### AUFGABEN ZUR ÜBUNG
[A] Beantworten Sie zum Forumsbeitrag über Monte Cooks Magiesystem die folgenden Fragen:
(i) Ab welchem Level sollen Spieler laut dem genannten Designziel nicht erst Spaß haben?
(ii) Welche Klasse war in AD&D laut dem Beitrag auf den höheren Leveln benachteiligt?
(iii) Was fordern die Spieler der Zauberercharaktere laut dem Beitrag von ihren Mitspielern ein?
[B] Führen Sie den Forumsbeitrag über Monte Cooks Magiesystem im Anschluss an seinen letzten Satz fort.

AW: Monte Cook zum Magiesystem
Er beschreibt das Problem zwar, aber seine Schlußfolgerung ist m.E. nach nicht die Hilfreichste das Problem wirklich an der (Regelsystem-)Wurzel zu packen.
Das Problem, so wie er es schildert, ist, daß ein Zauberer nach D&D 3.x Regeln größere Menge an Zaubern schon bei niedrigen Leveln zur Verfügung hat, als es bei älteren D&D/AD&D-Regelversionen der Fall war, um - so das Designziel - es dem Spieler zu erlauben nicht erst ab Level 5+ Spaß zu haben, sondern gleich mit einer ausreichenden Beteiligung an der Spielaktion mitzuspielen. - Dieses Designziel kann ich durchaus nachvollziehen, vor allem in dem Licht, in welchem er es darstellt (daß eben alle Klassen gleich von Anfang an vergleichbare "Einsatztauglichkeit" haben sollten - in AD&D waren die Magic-User schon ziemlich gearscht auf den niedrigen Leveln (und die Fighter auf den höheren)).
Nur sind die Spieler, seiner Darstellung nach, ja so gemein, daß sie, statt genauso vorsichtig, umsichtig (wer sagt hier "paranoid") ihre Zauberer zu spielen, nunmehr anfangen ihre "Booster"-Sprüche gleich herauszuzaubern und dann ihre verbliebenen, nicht so prickelnden Zauber noch schnell auf irgendwas anzuwenden um direkt danach ihren Mitspielern auf den Sack zu gehen, indem sie bzw. die Spieler der Zauberercharaktere eine mehrstündige Rast und "Memorier"-Zeit für das Aufladen neuer Sprüche einforden.

Gesammelte Dateneinträge:
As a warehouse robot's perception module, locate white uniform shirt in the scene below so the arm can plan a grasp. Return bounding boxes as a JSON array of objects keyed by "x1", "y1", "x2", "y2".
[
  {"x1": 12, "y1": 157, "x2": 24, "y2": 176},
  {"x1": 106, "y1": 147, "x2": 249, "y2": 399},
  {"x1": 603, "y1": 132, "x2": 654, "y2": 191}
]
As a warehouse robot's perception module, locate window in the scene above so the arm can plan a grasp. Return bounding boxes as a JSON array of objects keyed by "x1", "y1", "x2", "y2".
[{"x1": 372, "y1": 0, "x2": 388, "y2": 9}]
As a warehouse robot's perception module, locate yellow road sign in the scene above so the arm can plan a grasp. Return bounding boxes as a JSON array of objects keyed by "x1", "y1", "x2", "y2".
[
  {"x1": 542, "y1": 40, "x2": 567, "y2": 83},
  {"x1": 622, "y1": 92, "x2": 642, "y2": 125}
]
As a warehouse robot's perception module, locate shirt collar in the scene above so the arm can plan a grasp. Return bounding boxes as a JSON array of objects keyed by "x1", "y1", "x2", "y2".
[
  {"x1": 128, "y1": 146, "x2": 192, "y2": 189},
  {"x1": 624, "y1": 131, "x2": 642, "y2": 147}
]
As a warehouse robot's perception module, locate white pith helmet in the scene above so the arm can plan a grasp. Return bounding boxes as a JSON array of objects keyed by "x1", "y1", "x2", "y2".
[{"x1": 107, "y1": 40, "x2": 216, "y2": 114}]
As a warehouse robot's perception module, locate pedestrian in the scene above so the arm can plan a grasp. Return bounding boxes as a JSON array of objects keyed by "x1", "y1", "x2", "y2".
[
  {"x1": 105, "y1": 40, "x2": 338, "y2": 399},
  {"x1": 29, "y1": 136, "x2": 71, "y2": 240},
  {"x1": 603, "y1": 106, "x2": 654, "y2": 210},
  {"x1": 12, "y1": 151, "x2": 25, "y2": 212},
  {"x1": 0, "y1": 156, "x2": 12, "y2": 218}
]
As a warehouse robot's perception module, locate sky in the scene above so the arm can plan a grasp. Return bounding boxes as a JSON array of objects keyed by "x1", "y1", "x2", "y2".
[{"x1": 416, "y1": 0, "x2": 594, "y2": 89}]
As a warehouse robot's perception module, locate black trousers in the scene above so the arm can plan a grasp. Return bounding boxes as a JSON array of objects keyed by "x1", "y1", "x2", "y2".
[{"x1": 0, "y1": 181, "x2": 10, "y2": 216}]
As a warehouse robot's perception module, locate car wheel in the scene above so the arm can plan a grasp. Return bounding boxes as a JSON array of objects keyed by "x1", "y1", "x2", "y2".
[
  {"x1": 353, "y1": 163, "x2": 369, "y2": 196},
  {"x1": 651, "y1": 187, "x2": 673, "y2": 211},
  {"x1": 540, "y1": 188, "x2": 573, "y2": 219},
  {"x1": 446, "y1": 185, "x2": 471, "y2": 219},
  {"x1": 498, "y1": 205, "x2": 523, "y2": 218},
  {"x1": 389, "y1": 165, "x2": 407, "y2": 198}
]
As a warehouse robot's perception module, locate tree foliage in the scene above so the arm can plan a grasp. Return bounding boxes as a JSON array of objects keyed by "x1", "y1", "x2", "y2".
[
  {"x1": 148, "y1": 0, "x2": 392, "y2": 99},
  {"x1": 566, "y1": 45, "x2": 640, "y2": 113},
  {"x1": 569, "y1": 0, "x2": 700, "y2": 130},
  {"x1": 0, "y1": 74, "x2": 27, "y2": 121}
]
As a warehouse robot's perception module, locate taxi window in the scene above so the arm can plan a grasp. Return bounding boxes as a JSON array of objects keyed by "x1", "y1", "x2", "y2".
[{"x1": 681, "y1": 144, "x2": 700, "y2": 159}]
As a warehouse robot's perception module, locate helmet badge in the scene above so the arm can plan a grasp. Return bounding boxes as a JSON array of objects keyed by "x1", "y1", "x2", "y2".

### ERWARTETE ANTWORTEN
[A]
(i) Ab Level 5+.
(ii) Die Fighter.
(iii) Eine mehrstündige Rast und „Memorier“-Zeit für das Aufladen neuer Sprüche.

[B]
Das sieht dann so aus: Raum 1 (10 Minuten Klopperei / erste Zauber werden angewandt), Raum 2 (5 Minuten Klopperei / manche der ersten Zauber laufen noch, es folgen weitere), Raum 3 (7 Minuten Klopperei / restliche Zauber werden rausgehauen - 20 Minuten Genörgel bis alle Mitspieler einverstanden sind, daß jetzt mal schnell 8+ Stunden geschlafen und dann Zauber memoriert wird), weiter im Text...
Diese Art zu Spielen ist nicht das, so seine Darstellung, was beabsichtigt ist.
Meine Vermutung, was beabsichtigt ist:
Der Zauberer hat magischen Kräfte. Diese stellen eine wertvolle, mächtige, aber auch karge Ressource dar. Daher muß/soll der Zauberer-Spieler sich Gedanken machen diese Ressource im Spielverlauf sinnvoll, an entscheidenden Momenten einzusetzen.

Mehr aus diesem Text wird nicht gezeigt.